Gesundheits-Apps oder Fitnessarmbänder können Anreiz bieten, sich
mehr zu bewegen, gesünder zu ernähren oder einfach seine Medikamente
regelmäßig zu nehmen. Doch noch sind viele Fragen zu klären - vor
allem beim Datenschutz.

Berlin (dpa) - Es gibt mehr als 100 000 Gesundheits-Apps. Die
Gesundheitspolitik erwartet sich einiges von den Minicomputern.
Allerdings stünden klare Qualitäts- und Sicherheitsstandards für
Patienten, Ärzte und Hersteller noch aus, sagt die Regierung. Es muss
klar sein, wer welche Daten aus dem Minicomputer bekommen darf und
wer nicht. Patienten müssen jederzeit die volle Souveränität über
ihre Daten haben. Sie entscheiden, was mit ihren Daten passiert,
sagte die Grünen-Gesundheitspolitikerin Maria Klein-Schmeink der dpa.

Wird der Datenschutz von solchen Apps eingehalten?

Häufig nicht, sagt Gesundheitsminister Hermann Gröhe (CDU). Bei
Datenschutzerklärung und Einwilligung der Nutzer fehlt es oft an
Transparenz. Und wenn Daten im Ausland gespeichert werden, ist die
Nutzung nicht dem deutschen Datenschutzrecht unterworfen - Stichwort:
Google und Co.

Vorhandene Einträge -
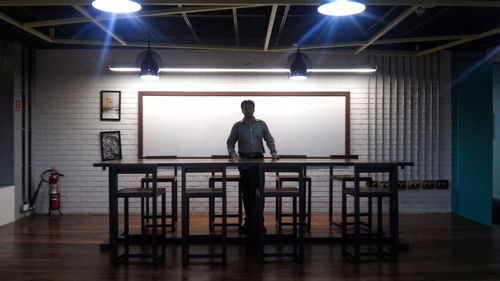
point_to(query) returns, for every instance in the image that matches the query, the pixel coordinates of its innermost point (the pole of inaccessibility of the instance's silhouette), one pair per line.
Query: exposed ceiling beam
(306, 48)
(379, 42)
(461, 41)
(282, 24)
(272, 17)
(387, 28)
(158, 13)
(102, 27)
(217, 48)
(190, 26)
(17, 24)
(463, 3)
(379, 20)
(235, 23)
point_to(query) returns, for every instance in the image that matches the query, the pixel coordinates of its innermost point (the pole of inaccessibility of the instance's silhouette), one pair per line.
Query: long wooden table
(263, 164)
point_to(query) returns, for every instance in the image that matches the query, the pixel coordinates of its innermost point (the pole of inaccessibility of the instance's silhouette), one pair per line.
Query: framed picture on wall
(111, 146)
(110, 105)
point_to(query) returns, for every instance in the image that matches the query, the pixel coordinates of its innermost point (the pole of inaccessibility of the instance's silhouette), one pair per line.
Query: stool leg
(174, 205)
(240, 206)
(344, 223)
(279, 206)
(224, 228)
(357, 240)
(302, 213)
(370, 214)
(330, 201)
(143, 224)
(147, 205)
(258, 229)
(185, 230)
(174, 200)
(126, 229)
(309, 205)
(379, 227)
(164, 224)
(154, 235)
(211, 209)
(294, 228)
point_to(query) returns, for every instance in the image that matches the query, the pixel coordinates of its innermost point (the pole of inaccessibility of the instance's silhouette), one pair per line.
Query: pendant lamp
(117, 6)
(148, 61)
(341, 7)
(298, 67)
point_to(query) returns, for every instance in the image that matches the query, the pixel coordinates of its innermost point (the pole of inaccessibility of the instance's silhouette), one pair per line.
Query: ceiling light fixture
(244, 70)
(149, 68)
(298, 67)
(117, 6)
(341, 8)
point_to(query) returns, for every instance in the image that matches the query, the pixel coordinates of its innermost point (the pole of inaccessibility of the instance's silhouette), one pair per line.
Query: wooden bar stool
(209, 193)
(155, 239)
(280, 179)
(352, 234)
(145, 207)
(344, 179)
(211, 211)
(296, 237)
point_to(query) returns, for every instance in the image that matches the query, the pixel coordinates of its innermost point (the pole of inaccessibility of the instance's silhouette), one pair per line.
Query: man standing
(249, 133)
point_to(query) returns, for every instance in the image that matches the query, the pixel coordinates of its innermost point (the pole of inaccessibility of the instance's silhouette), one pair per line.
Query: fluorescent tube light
(246, 70)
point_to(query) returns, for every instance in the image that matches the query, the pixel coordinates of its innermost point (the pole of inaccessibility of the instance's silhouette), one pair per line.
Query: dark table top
(187, 161)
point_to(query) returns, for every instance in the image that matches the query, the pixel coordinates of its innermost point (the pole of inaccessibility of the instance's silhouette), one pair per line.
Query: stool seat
(375, 241)
(139, 192)
(160, 178)
(279, 213)
(369, 191)
(292, 178)
(348, 178)
(211, 207)
(210, 192)
(156, 238)
(145, 206)
(232, 178)
(204, 192)
(283, 191)
(298, 215)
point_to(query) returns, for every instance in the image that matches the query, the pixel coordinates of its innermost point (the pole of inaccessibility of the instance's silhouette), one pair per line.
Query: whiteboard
(198, 124)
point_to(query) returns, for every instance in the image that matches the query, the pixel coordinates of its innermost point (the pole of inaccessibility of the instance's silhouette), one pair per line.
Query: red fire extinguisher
(54, 194)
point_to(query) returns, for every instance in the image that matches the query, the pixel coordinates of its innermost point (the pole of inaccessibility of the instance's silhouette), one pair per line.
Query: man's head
(247, 107)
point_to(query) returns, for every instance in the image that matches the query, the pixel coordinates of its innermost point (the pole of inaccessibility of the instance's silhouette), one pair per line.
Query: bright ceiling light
(117, 6)
(341, 8)
(244, 70)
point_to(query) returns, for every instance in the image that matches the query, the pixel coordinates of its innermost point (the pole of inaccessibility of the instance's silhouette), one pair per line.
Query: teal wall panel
(472, 136)
(496, 138)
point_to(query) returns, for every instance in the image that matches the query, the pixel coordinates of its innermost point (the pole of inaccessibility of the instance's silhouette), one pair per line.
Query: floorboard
(442, 247)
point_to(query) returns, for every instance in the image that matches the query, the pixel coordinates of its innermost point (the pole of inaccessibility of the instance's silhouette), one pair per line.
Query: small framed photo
(111, 146)
(110, 105)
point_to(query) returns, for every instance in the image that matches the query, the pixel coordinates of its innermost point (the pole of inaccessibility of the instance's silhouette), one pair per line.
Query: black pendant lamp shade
(298, 67)
(149, 64)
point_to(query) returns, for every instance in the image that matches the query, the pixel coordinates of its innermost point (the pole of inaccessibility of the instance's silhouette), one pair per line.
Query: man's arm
(270, 142)
(231, 141)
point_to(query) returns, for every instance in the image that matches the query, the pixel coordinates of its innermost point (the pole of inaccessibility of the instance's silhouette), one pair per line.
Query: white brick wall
(66, 125)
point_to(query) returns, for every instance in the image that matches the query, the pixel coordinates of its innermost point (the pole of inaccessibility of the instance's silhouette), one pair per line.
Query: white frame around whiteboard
(203, 109)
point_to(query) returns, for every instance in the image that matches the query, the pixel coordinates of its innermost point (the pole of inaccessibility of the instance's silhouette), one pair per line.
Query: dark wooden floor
(442, 247)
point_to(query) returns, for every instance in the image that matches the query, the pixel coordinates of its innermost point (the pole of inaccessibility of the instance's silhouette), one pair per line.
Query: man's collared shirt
(249, 136)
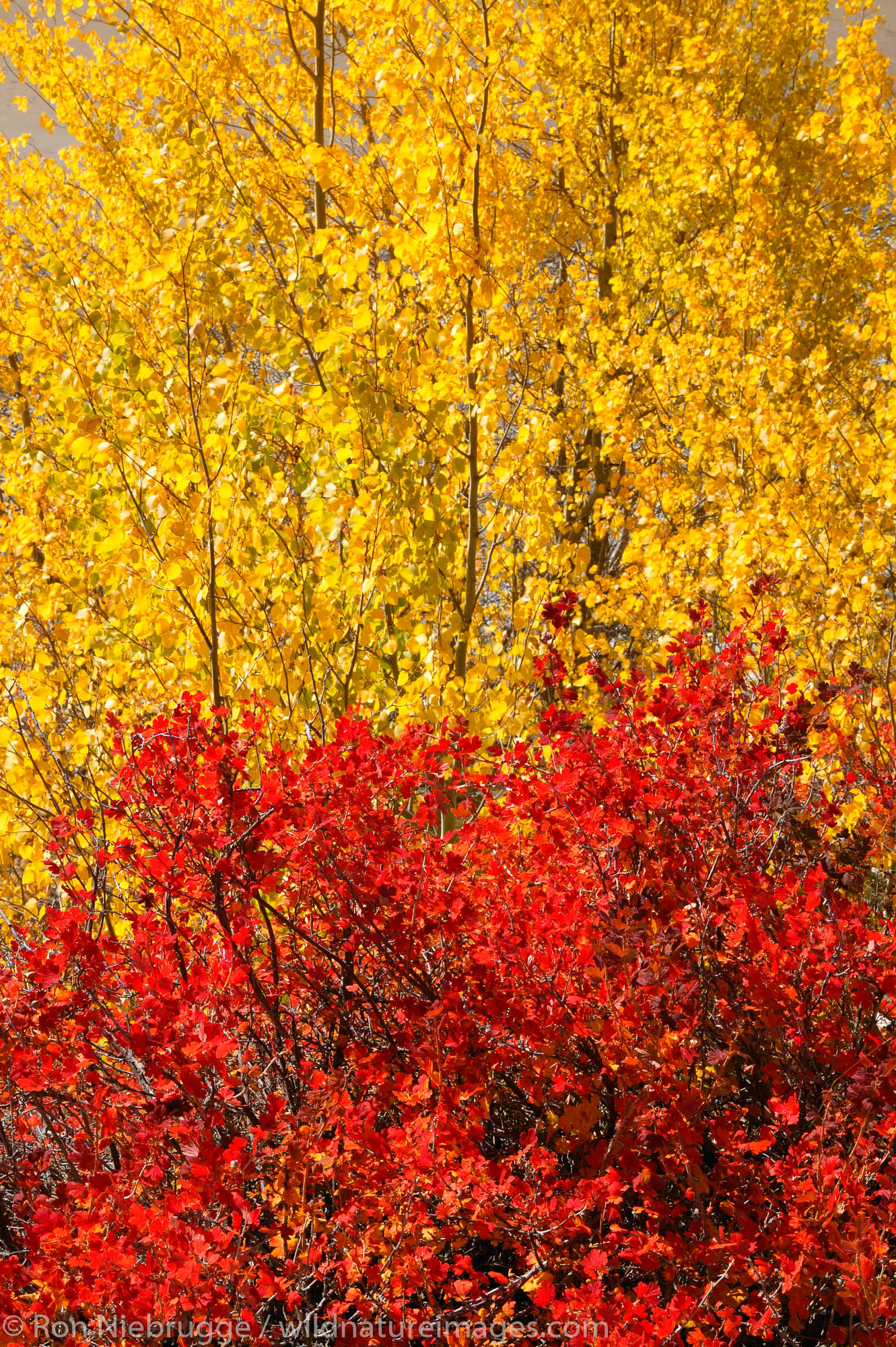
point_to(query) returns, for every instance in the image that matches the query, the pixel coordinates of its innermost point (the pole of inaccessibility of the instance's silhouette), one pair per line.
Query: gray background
(15, 123)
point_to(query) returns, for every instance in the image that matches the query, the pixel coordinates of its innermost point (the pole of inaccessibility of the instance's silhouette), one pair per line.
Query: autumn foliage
(339, 337)
(592, 1028)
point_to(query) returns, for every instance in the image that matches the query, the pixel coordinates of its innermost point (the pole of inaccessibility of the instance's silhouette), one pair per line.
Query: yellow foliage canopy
(342, 340)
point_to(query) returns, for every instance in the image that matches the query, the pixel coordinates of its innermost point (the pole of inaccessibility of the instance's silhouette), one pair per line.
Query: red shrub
(594, 1030)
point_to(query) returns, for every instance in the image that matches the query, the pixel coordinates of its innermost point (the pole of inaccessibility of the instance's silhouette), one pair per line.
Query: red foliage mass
(599, 1028)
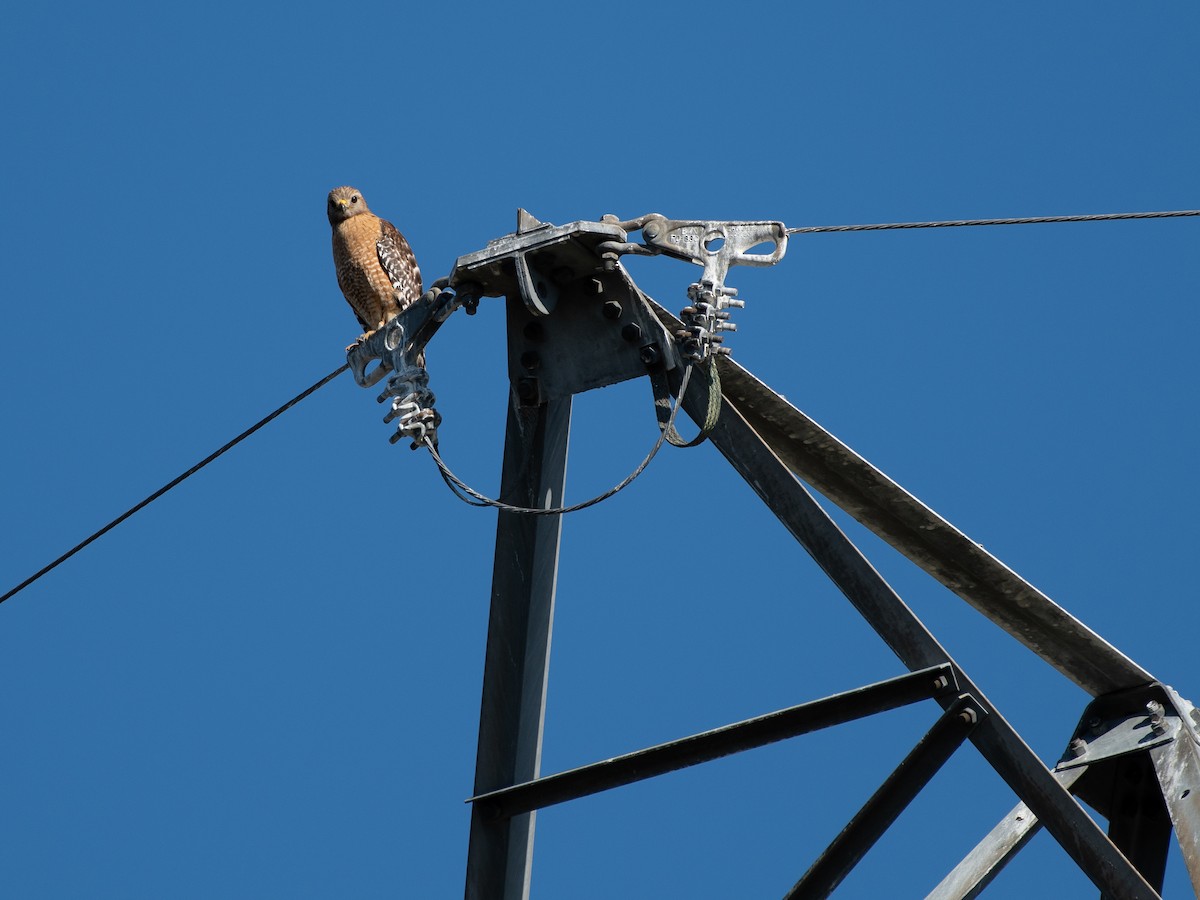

Deine Aufgabe - Wie viele Gesundheits-Apps gibt es laut dem Text über Gesundheits-Apps?

Fertige Lösung - Mehr als 100 000.